**** TEKS YANG DITAMPILKAN

Tiga tahun saya menjalankan tugas di berbagai tempat dan situasi. Yang memotret itu kan media massa. Bahwa (saya) dilihat humanis, (bisa) berkomunikasi dengan rakyat, itu hanya sebagian saja. Banyak sekali hard issue yang saya lakukan dan saya tidak tampil humanis. Kadang (saya) tegang ketika saya sedang mengambil keputusan dalam sidang kabinet atau sedang tidak sepaham dengan pemimpin-pemimpin dunia. Saya tidak mungkin selalu tampil humanis. Kadang-kadang saya harus marah, kecewa, tidak suka.
Seperti di Bengkulu ketika Anda kecewa pimpinan daerah di sana tak mengurus korban gempa?
Publik memang sering salah melihat saya: SBY itu terlalu baik, terlalu lembut, tidak pernah marah. Kalau mereka ikut saya sebulan saja, ikut sidang kabinet empat kali saja, kunjungan ke daerah empat kali saja, mendengarkan telepon saya, atau melihat disposisi saya, tentu apa yang dilihat tidak sesuai dengan gambaran publik.
Anda happy dengan hasil selama tiga tahun ini?
Tahun yang berat. Bukan hanya karena tsunami, bencana alam, harga minyak yang meroket, avian flu, tapi juga karena ekor krisis masa lalu. Meski begitu, saya bisa katakan capaian tiga tahun ini sesuai dengan yang diharapkan. Saya optimistis dua tahun mendatang masih bisa diperbaiki.
Pada bagian mana yang Anda puas dan mana yang tidak puas?
Saya harus lihat secara utuh, dan pada waktunya nanti akan saya pertanggungjawabkan di forum yang tepat. Yang penting dalam melihat kinerja pemerintah, benchmark-nya adalah dengan pemerintah sebelum-sebelumnya, juga dengan negara lain yang menghadapi persoalan yang sama.
Sebagian kalangan akan menafsirkan peluncuran album sebagai aksi politik Anda?
Saya belajar mengenali dunia politik selama empat tahun jadi menteri dan tiga tahun jadi presiden. Dalam dunia politik, selalu ada yang merasa bahagia untuk mencari-cari kesalahan, mencaci maki, mengejek, dan melecehkan. Saya belajar membiasakan diri menghadapi hal itu. Kalau dituruti, saya tidak bekerja.
Contohnya?
Saat ada bencana dan saya nggak datang (ke lokasi bencana), dibilang Presiden cuma di belakang meja. Tapi ketika saya datang, saya dibilang menebar pesona. Tapi saya putuskan tetap datang. Sejak menjadi pemimpin, saya tidak terbiasa hanya menerima laporan dari balik meja. Kembali ke niat baik saya, pasti ada penafsiran yang aneh-aneh. Saya tetap berpegang teguh bahwa sepanjang yang saya lakukan benar, dengan tujuan jelas, tidak melanggar konstitusi dan undang-undang, tak mengganggu orang lain—why not?

********
**** CATATAN TUGAS INI

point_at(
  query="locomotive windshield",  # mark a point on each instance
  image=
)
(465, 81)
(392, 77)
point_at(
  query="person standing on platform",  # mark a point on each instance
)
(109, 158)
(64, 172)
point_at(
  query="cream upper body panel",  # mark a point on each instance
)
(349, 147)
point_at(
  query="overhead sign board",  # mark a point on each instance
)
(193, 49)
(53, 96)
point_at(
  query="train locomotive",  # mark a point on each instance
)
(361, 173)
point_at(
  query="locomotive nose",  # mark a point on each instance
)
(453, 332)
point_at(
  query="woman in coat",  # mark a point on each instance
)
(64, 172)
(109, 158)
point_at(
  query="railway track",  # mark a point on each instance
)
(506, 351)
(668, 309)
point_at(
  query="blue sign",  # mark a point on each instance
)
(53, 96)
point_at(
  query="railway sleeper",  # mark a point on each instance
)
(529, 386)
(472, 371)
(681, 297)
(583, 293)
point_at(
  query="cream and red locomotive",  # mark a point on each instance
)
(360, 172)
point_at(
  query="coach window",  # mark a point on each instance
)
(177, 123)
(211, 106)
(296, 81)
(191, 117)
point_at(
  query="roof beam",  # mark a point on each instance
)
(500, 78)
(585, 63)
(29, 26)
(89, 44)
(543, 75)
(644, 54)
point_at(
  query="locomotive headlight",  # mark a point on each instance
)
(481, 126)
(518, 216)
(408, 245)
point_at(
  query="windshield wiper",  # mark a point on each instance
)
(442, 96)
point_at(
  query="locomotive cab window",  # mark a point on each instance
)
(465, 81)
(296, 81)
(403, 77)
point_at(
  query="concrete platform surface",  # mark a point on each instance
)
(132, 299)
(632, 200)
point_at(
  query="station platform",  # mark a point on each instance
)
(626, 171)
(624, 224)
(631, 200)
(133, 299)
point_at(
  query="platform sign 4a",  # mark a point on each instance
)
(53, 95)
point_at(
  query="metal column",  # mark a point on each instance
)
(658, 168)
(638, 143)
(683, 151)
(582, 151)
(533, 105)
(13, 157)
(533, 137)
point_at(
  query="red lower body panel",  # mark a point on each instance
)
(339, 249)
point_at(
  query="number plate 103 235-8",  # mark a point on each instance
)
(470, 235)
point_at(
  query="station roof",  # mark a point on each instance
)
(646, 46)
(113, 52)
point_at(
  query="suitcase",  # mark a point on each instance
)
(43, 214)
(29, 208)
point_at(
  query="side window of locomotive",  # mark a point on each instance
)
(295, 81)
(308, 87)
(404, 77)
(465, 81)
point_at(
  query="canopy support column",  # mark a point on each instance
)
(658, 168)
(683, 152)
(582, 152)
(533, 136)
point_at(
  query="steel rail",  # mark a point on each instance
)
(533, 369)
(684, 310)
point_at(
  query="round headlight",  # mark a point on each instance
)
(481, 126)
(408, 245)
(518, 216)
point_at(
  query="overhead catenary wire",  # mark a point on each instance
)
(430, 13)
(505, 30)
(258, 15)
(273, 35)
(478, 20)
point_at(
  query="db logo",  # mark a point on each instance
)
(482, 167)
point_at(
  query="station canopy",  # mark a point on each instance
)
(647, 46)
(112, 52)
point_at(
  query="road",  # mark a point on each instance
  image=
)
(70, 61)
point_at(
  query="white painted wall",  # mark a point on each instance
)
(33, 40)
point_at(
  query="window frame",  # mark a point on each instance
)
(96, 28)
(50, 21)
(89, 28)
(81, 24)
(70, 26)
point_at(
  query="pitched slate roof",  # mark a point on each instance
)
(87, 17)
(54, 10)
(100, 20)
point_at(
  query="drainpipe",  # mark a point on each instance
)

********

> **DAFTAR TUGAS**:
(A) Ganti "harga minyak" dengan "harga pangan" pada bagian teks wawancara dari "Anda happy dengan" sampai "persoalan yang sama.", lalu tuliskan bagian itu.
(B) Tentukan setiap baris catatan yang memuat kata "canopy", lalu salin baris-baris tersebut.

> **JAWABAN TUGAS**:
(A)
Anda happy dengan hasil selama tiga tahun ini?
Tahun yang berat. Bukan hanya karena tsunami, bencana alam, harga pangan yang meroket, avian flu, tapi juga karena ekor krisis masa lalu. Meski begitu, saya bisa katakan capaian tiga tahun ini sesuai dengan yang diharapkan. Saya optimistis dua tahun mendatang masih bisa diperbaiki.
Pada bagian mana yang Anda puas dan mana yang tidak puas?
Saya harus lihat secara utuh, dan pada waktunya nanti akan saya pertanggungjawabkan di forum yang tepat. Yang penting dalam melihat kinerja pemerintah, benchmark-nya adalah dengan pemerintah sebelum-sebelumnya, juga dengan negara lain yang menghadapi persoalan yang sama.

(B)
  query="canopy support column",  # mark a point on each instance
  query="station canopy",  # mark a point on each instance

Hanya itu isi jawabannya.